RAW DATA:
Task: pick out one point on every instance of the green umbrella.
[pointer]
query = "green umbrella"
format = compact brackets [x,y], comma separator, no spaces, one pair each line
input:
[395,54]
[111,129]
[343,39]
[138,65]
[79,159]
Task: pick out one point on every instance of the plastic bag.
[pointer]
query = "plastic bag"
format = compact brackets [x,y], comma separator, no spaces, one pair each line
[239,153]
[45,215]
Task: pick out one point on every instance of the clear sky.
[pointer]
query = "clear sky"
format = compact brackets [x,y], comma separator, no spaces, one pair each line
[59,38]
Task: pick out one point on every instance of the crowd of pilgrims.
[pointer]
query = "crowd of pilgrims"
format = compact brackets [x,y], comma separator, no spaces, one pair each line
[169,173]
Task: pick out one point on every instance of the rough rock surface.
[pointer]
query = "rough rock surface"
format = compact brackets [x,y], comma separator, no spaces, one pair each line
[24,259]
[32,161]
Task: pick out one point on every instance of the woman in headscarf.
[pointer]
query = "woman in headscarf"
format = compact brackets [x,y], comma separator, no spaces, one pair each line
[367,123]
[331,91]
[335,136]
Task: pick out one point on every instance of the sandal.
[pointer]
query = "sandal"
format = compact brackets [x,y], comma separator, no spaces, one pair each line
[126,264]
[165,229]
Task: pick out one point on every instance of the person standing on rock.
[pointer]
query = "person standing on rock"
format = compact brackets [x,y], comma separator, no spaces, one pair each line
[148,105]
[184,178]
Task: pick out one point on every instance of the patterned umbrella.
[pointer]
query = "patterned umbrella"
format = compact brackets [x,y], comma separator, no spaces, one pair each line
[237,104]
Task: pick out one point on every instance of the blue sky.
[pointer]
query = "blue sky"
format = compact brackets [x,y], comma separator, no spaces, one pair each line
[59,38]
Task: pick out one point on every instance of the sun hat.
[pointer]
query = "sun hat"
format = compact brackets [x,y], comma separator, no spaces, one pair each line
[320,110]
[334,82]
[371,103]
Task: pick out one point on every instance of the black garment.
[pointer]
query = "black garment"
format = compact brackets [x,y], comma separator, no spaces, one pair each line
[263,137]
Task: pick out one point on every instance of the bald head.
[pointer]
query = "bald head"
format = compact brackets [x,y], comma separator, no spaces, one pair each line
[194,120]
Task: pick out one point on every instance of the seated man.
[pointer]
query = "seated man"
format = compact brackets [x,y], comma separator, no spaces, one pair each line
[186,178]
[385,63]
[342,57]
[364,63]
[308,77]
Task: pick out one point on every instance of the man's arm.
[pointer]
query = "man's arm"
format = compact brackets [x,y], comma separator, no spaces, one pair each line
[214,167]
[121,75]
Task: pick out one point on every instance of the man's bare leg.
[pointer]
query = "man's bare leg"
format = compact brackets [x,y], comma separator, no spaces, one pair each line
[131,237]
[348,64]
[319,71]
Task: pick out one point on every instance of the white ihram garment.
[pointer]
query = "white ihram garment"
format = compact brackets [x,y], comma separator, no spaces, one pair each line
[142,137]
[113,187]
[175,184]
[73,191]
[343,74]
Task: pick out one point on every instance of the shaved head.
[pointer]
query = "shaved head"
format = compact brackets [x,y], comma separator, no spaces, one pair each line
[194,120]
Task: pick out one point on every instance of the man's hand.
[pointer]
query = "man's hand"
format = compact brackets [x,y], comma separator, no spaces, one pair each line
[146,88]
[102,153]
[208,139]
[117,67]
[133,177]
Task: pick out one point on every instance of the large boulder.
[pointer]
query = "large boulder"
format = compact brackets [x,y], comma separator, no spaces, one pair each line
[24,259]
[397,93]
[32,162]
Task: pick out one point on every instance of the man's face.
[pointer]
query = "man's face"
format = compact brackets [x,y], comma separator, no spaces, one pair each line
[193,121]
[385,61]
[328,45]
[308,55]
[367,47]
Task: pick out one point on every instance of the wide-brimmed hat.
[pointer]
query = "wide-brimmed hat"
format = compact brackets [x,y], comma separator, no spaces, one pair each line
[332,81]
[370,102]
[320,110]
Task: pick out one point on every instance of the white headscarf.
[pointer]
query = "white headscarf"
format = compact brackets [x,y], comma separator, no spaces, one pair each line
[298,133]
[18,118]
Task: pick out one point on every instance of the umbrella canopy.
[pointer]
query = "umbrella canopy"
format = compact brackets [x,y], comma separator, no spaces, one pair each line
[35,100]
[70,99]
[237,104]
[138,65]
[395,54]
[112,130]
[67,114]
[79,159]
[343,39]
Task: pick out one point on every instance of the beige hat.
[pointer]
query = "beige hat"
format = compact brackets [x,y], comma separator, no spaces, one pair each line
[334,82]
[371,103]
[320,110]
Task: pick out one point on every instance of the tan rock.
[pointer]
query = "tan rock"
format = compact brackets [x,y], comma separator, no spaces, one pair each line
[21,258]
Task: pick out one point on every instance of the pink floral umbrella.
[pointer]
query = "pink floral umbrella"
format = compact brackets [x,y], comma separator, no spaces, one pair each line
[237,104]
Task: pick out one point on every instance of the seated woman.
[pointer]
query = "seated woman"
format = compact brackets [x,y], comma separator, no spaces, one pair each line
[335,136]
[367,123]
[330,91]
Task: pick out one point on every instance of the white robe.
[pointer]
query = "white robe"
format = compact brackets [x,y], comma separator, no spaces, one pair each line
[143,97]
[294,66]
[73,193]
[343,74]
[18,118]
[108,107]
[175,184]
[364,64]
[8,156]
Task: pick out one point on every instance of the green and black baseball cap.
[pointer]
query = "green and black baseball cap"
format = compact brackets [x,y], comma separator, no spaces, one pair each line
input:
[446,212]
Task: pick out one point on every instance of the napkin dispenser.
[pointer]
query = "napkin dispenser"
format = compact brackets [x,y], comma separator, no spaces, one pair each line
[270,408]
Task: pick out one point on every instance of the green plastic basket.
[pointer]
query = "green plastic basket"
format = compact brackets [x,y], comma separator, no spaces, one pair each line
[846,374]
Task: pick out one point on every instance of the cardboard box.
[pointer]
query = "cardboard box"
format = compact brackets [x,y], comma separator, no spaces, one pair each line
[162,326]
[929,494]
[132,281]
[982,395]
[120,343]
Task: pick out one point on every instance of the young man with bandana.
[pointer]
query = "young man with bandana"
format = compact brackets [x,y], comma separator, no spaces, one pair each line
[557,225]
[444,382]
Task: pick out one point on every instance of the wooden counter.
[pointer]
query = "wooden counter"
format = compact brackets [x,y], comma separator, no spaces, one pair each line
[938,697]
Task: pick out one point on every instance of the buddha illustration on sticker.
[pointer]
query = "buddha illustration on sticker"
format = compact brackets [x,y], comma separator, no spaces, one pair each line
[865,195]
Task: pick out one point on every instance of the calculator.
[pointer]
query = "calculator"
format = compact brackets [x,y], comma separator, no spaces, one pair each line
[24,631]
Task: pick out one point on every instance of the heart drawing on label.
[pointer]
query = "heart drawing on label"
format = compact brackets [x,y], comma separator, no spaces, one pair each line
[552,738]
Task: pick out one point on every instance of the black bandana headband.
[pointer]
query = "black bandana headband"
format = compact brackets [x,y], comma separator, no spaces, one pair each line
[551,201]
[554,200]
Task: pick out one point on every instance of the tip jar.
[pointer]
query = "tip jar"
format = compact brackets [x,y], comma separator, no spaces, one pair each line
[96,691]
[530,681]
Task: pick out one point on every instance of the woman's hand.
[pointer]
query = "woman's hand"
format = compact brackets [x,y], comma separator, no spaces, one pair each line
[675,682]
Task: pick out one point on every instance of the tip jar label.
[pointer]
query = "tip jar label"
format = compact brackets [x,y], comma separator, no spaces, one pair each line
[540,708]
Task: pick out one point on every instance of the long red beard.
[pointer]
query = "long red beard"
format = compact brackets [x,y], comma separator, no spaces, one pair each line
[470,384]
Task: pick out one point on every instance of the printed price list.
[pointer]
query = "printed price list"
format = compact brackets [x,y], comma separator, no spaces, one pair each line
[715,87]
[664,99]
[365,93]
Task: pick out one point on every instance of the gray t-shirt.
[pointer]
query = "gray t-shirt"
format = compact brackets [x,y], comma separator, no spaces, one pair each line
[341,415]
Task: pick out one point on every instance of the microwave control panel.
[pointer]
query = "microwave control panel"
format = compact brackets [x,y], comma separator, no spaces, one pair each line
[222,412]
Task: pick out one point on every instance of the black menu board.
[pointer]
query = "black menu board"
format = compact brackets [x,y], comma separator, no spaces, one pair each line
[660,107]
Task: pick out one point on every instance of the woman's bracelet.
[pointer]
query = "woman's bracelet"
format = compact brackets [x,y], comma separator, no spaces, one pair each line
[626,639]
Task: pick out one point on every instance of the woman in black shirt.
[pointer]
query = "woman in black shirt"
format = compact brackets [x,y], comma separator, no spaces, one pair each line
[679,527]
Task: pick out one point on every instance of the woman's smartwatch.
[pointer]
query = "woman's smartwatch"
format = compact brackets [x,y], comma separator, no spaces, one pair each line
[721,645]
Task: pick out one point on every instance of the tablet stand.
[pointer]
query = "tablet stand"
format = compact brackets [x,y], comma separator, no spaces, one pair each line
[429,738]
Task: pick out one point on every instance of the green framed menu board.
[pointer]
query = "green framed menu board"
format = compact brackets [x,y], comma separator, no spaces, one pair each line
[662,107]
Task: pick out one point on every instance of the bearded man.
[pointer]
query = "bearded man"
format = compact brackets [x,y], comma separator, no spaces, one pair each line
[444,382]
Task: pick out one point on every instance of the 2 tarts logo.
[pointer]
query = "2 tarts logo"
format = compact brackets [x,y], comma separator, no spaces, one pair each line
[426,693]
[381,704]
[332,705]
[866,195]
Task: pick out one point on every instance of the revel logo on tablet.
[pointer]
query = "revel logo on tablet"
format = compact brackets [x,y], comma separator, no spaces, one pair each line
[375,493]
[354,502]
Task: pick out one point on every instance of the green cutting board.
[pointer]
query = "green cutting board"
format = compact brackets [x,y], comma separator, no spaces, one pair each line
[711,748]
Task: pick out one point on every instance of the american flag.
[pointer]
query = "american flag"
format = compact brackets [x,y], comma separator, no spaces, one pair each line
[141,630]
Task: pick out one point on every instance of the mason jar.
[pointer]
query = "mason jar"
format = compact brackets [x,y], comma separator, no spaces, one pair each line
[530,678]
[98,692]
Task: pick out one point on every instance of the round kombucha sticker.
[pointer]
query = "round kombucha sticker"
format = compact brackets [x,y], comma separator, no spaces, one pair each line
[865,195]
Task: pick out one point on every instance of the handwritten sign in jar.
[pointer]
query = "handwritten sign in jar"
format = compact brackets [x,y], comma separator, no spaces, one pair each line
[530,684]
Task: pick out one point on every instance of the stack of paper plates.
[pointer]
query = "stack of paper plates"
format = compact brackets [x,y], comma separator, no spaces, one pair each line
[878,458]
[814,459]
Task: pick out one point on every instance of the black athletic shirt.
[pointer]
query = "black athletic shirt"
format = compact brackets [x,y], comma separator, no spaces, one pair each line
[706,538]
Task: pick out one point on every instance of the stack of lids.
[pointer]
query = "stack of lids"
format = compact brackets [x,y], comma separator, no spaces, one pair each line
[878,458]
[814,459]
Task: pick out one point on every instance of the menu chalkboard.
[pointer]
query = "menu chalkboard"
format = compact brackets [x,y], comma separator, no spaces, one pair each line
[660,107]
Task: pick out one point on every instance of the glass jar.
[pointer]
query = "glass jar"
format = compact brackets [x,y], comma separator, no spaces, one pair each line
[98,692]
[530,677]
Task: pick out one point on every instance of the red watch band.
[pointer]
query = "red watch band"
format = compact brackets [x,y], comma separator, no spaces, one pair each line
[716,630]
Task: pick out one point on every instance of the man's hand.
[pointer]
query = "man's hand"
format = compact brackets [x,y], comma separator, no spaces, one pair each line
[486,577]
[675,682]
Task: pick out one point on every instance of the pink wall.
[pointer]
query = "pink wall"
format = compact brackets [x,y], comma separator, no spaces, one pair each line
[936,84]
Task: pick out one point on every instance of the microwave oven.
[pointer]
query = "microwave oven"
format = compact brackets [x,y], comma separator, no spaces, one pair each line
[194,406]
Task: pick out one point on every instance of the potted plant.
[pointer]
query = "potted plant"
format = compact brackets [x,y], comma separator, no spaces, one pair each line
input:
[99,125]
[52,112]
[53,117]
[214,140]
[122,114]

ABOUT THIS EXERCISE:
Your response should contain each line of the listing in which the word "heart" occurs.

PROBLEM SOLUTION:
Task: pick out one point on every instance of the heart drawing on label.
query = "heart drawing on label"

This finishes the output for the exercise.